[Entries supplied — start]

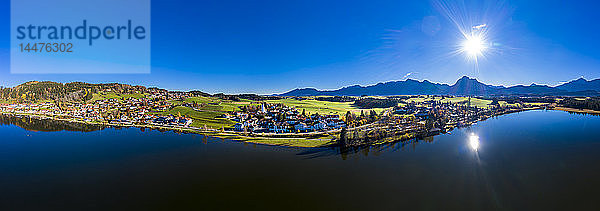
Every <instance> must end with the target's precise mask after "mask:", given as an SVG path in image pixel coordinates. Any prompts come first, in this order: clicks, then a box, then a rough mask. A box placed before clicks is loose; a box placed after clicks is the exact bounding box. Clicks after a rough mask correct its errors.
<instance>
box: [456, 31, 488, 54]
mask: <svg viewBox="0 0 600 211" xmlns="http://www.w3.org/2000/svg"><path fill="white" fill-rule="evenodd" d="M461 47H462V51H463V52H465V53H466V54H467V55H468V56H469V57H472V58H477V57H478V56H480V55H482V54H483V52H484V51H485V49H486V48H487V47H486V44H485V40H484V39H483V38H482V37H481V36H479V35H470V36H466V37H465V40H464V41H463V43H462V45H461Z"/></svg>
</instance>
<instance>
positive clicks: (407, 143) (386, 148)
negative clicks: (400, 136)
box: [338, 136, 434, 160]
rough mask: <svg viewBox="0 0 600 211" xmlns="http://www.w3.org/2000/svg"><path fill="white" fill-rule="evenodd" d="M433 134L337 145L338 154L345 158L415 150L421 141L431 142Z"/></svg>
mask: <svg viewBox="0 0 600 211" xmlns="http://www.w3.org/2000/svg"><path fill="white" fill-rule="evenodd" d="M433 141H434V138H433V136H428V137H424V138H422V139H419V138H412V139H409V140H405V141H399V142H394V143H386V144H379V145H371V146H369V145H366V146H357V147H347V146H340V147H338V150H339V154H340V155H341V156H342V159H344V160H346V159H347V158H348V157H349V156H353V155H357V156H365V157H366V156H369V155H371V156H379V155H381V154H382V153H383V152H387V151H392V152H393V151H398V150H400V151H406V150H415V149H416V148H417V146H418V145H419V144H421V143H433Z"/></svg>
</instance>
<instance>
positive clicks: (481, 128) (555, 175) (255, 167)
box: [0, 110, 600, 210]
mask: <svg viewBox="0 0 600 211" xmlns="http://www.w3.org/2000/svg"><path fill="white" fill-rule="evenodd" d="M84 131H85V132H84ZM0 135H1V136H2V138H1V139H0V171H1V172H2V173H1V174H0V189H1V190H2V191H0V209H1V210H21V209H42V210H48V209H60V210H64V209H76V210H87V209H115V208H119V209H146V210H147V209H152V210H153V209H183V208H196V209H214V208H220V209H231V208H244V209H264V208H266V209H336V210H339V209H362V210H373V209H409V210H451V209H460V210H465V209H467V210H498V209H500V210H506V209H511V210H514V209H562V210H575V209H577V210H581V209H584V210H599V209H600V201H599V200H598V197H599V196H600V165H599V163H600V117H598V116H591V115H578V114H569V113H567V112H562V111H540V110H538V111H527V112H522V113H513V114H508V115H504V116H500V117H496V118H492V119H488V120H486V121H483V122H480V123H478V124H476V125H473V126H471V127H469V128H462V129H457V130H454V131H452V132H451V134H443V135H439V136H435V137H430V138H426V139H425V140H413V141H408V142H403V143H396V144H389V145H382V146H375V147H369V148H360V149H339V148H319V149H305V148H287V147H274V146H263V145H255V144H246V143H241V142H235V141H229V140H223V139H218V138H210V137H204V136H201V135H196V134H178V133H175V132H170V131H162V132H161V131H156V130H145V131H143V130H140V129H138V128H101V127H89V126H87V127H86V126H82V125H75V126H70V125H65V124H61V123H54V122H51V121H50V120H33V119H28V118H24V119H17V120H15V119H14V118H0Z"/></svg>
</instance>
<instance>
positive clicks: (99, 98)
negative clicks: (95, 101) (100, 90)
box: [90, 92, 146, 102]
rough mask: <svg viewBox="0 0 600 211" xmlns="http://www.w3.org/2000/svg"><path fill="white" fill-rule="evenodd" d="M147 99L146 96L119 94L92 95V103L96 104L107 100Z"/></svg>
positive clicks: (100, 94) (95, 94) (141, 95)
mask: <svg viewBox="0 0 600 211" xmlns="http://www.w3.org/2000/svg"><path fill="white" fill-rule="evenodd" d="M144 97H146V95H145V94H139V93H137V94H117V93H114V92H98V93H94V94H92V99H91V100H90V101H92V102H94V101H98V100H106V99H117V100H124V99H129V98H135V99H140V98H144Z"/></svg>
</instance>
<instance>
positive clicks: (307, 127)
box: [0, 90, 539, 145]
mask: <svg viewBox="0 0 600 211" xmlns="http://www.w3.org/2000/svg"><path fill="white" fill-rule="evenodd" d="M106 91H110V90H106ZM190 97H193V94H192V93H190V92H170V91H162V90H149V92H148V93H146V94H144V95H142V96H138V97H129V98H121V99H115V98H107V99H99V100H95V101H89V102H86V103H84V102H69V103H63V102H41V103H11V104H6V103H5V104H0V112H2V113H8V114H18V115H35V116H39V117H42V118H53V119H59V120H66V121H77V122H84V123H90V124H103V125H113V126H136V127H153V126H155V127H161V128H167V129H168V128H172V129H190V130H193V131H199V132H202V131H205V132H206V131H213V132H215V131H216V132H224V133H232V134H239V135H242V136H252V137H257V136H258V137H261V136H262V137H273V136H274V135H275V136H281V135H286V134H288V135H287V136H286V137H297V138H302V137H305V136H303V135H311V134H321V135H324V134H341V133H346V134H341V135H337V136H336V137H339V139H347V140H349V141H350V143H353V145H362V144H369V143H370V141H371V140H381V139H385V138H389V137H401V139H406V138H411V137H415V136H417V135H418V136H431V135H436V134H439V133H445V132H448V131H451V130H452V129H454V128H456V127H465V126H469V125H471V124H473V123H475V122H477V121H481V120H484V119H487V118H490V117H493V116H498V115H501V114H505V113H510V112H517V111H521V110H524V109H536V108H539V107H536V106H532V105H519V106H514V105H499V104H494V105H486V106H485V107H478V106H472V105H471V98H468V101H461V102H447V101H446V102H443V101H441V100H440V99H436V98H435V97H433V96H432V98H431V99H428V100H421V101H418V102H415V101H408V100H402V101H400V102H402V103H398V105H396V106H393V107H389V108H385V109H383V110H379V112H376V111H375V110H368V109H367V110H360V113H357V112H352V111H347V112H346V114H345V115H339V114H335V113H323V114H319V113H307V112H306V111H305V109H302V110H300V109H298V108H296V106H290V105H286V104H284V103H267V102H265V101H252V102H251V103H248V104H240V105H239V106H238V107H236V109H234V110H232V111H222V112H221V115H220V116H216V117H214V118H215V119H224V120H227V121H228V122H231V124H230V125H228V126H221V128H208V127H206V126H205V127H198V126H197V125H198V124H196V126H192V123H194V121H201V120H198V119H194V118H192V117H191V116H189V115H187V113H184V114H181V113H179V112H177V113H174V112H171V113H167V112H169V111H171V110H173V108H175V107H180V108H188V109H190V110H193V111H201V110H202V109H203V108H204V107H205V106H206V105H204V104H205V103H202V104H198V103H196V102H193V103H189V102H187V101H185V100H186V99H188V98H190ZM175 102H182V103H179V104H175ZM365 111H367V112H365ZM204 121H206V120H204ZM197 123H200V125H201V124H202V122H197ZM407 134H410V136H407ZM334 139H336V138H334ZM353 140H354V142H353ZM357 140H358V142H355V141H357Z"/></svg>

[Entries supplied — finish]

= Work task =
Count the lines in the material above that contain the string "clicks". Reply with only the number.

= Solution to this problem =
8